#### JOB:
Convert the lines below into a Markdown table with the columns Row and Content. Number each line in Row and skip any blank lines.

#### Excerpts of bounding box data:

□ □ □

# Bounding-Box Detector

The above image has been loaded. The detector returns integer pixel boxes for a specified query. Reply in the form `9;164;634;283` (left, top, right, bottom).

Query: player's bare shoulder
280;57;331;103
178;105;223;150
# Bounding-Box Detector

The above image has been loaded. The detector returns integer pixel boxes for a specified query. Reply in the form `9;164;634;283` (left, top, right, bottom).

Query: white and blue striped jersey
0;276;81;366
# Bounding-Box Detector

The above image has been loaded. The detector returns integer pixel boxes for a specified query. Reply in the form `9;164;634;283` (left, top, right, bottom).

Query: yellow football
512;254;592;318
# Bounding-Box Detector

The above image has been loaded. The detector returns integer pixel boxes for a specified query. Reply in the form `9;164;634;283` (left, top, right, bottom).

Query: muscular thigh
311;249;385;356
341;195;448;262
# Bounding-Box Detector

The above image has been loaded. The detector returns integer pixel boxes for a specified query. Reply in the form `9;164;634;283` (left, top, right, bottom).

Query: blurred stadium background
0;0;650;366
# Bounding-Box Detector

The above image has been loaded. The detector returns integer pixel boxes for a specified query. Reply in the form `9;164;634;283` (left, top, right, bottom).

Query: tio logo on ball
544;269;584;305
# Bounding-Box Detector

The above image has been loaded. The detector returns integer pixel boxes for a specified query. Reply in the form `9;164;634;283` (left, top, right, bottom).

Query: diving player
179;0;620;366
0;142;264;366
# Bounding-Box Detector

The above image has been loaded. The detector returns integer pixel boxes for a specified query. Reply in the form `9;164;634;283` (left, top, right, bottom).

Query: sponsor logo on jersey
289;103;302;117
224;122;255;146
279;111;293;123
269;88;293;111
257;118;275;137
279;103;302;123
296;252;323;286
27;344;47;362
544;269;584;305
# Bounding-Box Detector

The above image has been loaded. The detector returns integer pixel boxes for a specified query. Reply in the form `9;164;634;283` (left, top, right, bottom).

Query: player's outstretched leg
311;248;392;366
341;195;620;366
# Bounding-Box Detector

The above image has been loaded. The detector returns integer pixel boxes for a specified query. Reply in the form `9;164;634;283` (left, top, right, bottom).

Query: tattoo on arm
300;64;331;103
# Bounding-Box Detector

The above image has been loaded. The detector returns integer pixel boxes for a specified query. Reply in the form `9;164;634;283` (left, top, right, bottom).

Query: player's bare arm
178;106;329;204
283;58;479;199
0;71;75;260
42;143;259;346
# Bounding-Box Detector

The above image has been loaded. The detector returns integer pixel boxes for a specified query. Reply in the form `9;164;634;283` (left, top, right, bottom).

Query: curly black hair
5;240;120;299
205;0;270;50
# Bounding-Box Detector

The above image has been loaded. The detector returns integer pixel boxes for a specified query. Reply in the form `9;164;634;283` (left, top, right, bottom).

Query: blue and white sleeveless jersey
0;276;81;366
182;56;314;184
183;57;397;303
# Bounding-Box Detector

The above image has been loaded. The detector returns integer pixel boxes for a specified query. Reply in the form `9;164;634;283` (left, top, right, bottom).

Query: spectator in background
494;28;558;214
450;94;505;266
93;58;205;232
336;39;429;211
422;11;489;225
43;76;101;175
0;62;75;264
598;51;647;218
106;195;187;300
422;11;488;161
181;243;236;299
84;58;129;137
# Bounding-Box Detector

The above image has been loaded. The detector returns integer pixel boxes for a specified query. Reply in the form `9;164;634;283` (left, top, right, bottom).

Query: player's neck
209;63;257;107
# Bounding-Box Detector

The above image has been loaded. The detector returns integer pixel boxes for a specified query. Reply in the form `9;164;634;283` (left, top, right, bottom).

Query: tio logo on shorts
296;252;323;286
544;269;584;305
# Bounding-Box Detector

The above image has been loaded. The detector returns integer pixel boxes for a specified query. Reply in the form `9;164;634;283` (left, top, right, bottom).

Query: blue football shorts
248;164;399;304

□ □ □

#### EXERCISE SOLUTION:
| Row | Content |
|---|---|
| 1 | # Bounding-Box Detector |
| 2 | The above image has been loaded. The detector returns integer pixel boxes for a specified query. Reply in the form `9;164;634;283` (left, top, right, bottom). |
| 3 | Query: player's bare shoulder |
| 4 | 280;57;331;103 |
| 5 | 178;105;223;150 |
| 6 | # Bounding-Box Detector |
| 7 | The above image has been loaded. The detector returns integer pixel boxes for a specified query. Reply in the form `9;164;634;283` (left, top, right, bottom). |
| 8 | Query: white and blue striped jersey |
| 9 | 0;276;81;366 |
| 10 | # Bounding-Box Detector |
| 11 | The above image has been loaded. The detector returns integer pixel boxes for a specified query. Reply in the form `9;164;634;283` (left, top, right, bottom). |
| 12 | Query: yellow football |
| 13 | 512;254;592;318 |
| 14 | # Bounding-Box Detector |
| 15 | The above image has been loaded. The detector returns integer pixel boxes for a specified query. Reply in the form `9;164;634;283` (left, top, right, bottom). |
| 16 | Query: muscular thigh |
| 17 | 311;249;385;356 |
| 18 | 341;195;448;262 |
| 19 | # Bounding-Box Detector |
| 20 | The above image has been loaded. The detector returns integer pixel boxes for a specified query. Reply in the form `9;164;634;283` (left, top, right, bottom). |
| 21 | Query: blurred stadium background |
| 22 | 0;0;650;366 |
| 23 | # Bounding-Box Detector |
| 24 | The above image has been loaded. The detector returns integer pixel boxes for a specified query. Reply in the form `9;164;634;283` (left, top, right, bottom). |
| 25 | Query: tio logo on ball |
| 26 | 544;269;584;305 |
| 27 | # Bounding-Box Detector |
| 28 | The above image has been loaded. The detector returns integer pixel boxes for a specified query. Reply in the form `9;164;634;283` (left, top, right, bottom). |
| 29 | Query: diving player |
| 30 | 179;0;620;366 |
| 31 | 0;142;264;366 |
| 32 | # Bounding-Box Detector |
| 33 | The above image has been loaded. The detector returns integer pixel boxes for a specified query. Reply in the form `9;164;634;283` (left, top, right, bottom). |
| 34 | Query: sponsor logo on jersey |
| 35 | 289;103;302;117 |
| 36 | 224;122;255;146 |
| 37 | 279;111;293;123 |
| 38 | 269;88;293;111 |
| 39 | 257;118;275;137 |
| 40 | 279;103;302;123 |
| 41 | 296;252;323;286 |
| 42 | 27;344;47;362 |
| 43 | 544;269;584;305 |
| 44 | # Bounding-Box Detector |
| 45 | The above image has been loaded. The detector returns integer pixel boxes for a specified query. Reply in the form `9;164;634;283` (left, top, right, bottom). |
| 46 | Query: player's outstretched leg |
| 47 | 311;248;392;366 |
| 48 | 341;195;620;366 |
| 49 | # Bounding-Box Detector |
| 50 | The above image has been loaded. The detector returns integer pixel boxes for a specified query. Reply in the form `9;164;634;283` (left, top, right, bottom). |
| 51 | Query: tattoo on arm |
| 52 | 300;64;331;103 |
| 53 | # Bounding-Box Detector |
| 54 | The above image has been loaded. The detector returns integer pixel boxes for a specified query. Reply in the form `9;164;634;283` (left, top, right, bottom). |
| 55 | Query: player's bare arm |
| 56 | 178;106;329;204 |
| 57 | 283;58;479;199 |
| 58 | 0;71;75;260 |
| 59 | 42;143;259;346 |
| 60 | # Bounding-Box Detector |
| 61 | The above image has been loaded. The detector returns integer pixel boxes for a specified query. Reply in the form `9;164;634;283` (left, top, right, bottom). |
| 62 | Query: curly black hair |
| 63 | 5;240;120;299 |
| 64 | 205;0;270;50 |
| 65 | # Bounding-Box Detector |
| 66 | The above image has been loaded. The detector returns integer pixel boxes for a specified query. Reply in the form `9;164;634;283` (left, top, right, bottom). |
| 67 | Query: blue and white sleeveless jersey |
| 68 | 0;276;81;366 |
| 69 | 182;56;314;184 |
| 70 | 183;57;397;303 |
| 71 | # Bounding-Box Detector |
| 72 | The above image has been loaded. The detector returns integer pixel boxes for a specified query. Reply in the form `9;164;634;283` (left, top, right, bottom). |
| 73 | Query: spectator in background |
| 74 | 494;28;558;214 |
| 75 | 450;94;505;266 |
| 76 | 93;58;205;232 |
| 77 | 336;39;429;211 |
| 78 | 422;11;489;225 |
| 79 | 43;76;101;175 |
| 80 | 0;62;75;264 |
| 81 | 598;51;647;218 |
| 82 | 106;195;187;300 |
| 83 | 422;11;488;161 |
| 84 | 181;243;236;299 |
| 85 | 84;58;129;137 |
| 86 | # Bounding-Box Detector |
| 87 | The above image has been loaded. The detector returns integer pixel boxes for a specified query. Reply in the form `9;164;634;283` (left, top, right, bottom). |
| 88 | Query: player's neck |
| 89 | 209;63;257;107 |
| 90 | # Bounding-Box Detector |
| 91 | The above image has been loaded. The detector returns integer pixel boxes for a specified query. Reply in the form `9;164;634;283` (left, top, right, bottom). |
| 92 | Query: tio logo on shorts |
| 93 | 296;252;323;286 |
| 94 | 544;269;584;305 |
| 95 | # Bounding-Box Detector |
| 96 | The above image has been loaded. The detector returns integer pixel boxes for a specified query. Reply in the form `9;164;634;283` (left, top, right, bottom). |
| 97 | Query: blue football shorts |
| 98 | 248;164;399;304 |